● Problem requirements: Extend the dessert recipe notes below, picking up right after their final line.

● Given passage:
Apple and cinnamon hand pies:


Ingredients:

  • 400g of canned sliced apple
  • 1/4 t grounded cinnamon
  • 1 1/2 T sugar
  • 2 sheets of puff pastry
  • 1 egg yolk
  • 1 t water

Quality:

  • The pastry should be flakey when cooked
  • Sheets of pastry should not be dry or stiff before being cooked
  • The can of apples shouldn't be dented and no holes
  • All products used before the best before date 

Appearance:

Colour: Pastry should be a golden brown after being cooked
Texture: Flakey light pastry 

Degree of cooking:

Temp: 220°C
Time cook: 25 min
How to know if cooked: Pastry should be a golden brown and no sign of a soggy underneath

Presentation:

Served on a plate dusted with icing sugar and a scoop of ice cream



Apple turnovers:

Ingredients:

  • 2 sheets of puff pastry
  • 2 green apples
  • 2 T sugar
  • 2 t cinnamon

Quality:

  • The pastry should be flakey when cooked
  • Sheets of pastry should not be dry or stiff before being cooked
  • The can of apples shouldn't be dented and no holes
  • All products used before the best before date 

Appearance:

Colour: Pastry should be a golden brown after being cooked
Texture: Flakey light pastry 

Degree of cooking:

Temp: 190°C
Time cook: 20 minutes
How to know if cooked: Pastry should be a golden brown and no sign of a soggy underneath

Presentation:

Served on a plate dusted with icing sugar and a scoop of ice cream



Carrot cake:

Ingredients:

  • 4 eggs
  • 1 t vanilla essence
  • 1 1/2 cups brown sugar
  • 1 1/2 vegetable oil
  • 2 cups flour
  • 1 T cinnamon
  • 2 t baking soda
  • 3 cups grated carrot
Cream cheese icing ingredients:
  • 125g butter
  • 125g cream cheese
  • 2 cups icing sugar

    Quality:

    • All products used before best before date
    • Fresh carrots e.g no blemishes, bright colour and no wilting
    • Fresh eggs
    • No lumps in the flour or sugar
    Colour: Brown
    Texture: Bouncy, moist 

    Degree of cooking:

    Temp: 180°C
    Time cook: 60 minutes
    How to know if cooked: If you insert a cake tester and it comes out clean.

● Material provided:
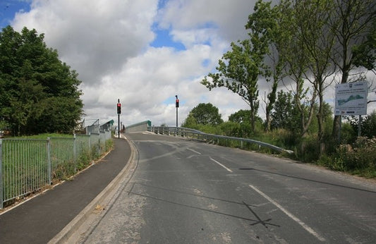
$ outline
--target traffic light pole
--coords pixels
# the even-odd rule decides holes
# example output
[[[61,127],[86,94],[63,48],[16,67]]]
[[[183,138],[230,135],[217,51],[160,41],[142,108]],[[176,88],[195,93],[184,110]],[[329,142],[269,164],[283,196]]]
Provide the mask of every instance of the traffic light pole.
[[[176,108],[176,128],[178,127],[178,108]]]
[[[175,100],[175,106],[176,107],[176,128],[178,128],[178,108],[179,107],[179,99],[178,95],[175,95],[176,100]]]
[[[120,138],[120,113],[121,113],[121,104],[120,104],[120,99],[118,99],[118,138]]]

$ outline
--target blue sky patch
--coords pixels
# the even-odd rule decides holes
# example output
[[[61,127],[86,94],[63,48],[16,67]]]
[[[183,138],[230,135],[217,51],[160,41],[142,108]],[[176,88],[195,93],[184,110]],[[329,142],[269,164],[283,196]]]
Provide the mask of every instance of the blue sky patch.
[[[0,28],[2,29],[11,24],[16,13],[23,11],[30,11],[30,3],[28,1],[8,0],[0,1]]]
[[[154,47],[173,47],[178,51],[186,50],[186,47],[181,42],[176,42],[172,39],[172,36],[170,35],[171,30],[162,30],[157,28],[153,29],[157,37],[150,44],[150,46]]]

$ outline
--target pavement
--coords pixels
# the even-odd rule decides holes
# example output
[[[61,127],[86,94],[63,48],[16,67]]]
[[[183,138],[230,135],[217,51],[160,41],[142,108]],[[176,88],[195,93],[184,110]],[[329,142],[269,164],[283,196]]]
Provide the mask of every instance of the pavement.
[[[63,243],[96,208],[104,209],[103,200],[123,181],[134,154],[128,140],[114,142],[112,151],[71,180],[1,214],[0,243]]]

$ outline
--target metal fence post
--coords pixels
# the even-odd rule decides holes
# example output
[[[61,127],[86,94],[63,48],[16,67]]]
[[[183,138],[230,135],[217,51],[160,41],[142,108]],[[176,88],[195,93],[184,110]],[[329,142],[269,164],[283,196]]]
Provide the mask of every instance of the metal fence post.
[[[52,183],[52,172],[51,170],[52,166],[51,164],[51,138],[47,138],[47,172],[49,184]]]
[[[0,139],[0,209],[4,207],[3,194],[3,140]]]

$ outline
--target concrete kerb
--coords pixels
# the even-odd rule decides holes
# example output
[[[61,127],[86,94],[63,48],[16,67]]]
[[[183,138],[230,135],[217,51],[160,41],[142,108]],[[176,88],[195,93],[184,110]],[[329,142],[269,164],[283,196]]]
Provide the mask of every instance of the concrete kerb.
[[[123,135],[122,138],[127,140]],[[132,142],[129,142],[129,145],[131,157],[126,166],[80,214],[49,241],[49,244],[80,243],[79,240],[87,236],[95,228],[121,193],[119,189],[126,186],[132,177],[133,173],[127,177],[128,173],[130,171],[134,172],[137,167],[137,151]]]

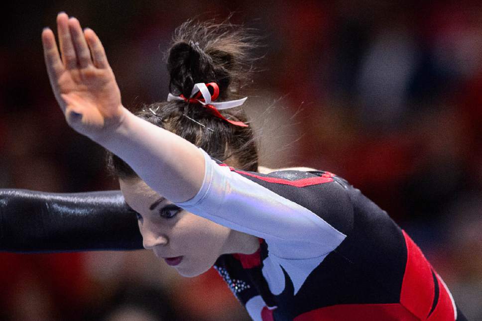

● Exercise answer:
    Presentation:

    Carrot cake can be finished by adding cream cheese icing and chopped nuts


    Lamingtons:

    Ingredients:

    • 1 cup Edmonds flour
    • 2/3 cups sugar
    • 3 eggs 
    • 3 T butter
    • 2 t milk
    • 2 t Edmonds baking powder
    • Desiccated coconut 
    • strawberry crystals or chocolate

    Quality:

    • All products used before the best before date
    • Fresh, clean eggs 
    • No lumps in the flour or sugar

    Appearance:

    Colour: the loaf should look golden brown after being baked
    Texture: should be soft and bounce back once cooked

    Degree of cooking:

    Temp: 190°C
    Time cook: 15-20 minutes
    How to know if cooked: If you insert a cake tester and it comes out clean.

    Method of icing:

    Cut lamington loaf into squares and dip 1cm of each side into either chocolate or strawberry icing. Before the icing has set roll the coated lamington in coconut.

    Presentation:

    After the lamington has cooked and cooled down ice them then you can cut them in half and add jam and whip cream in-between the two halves.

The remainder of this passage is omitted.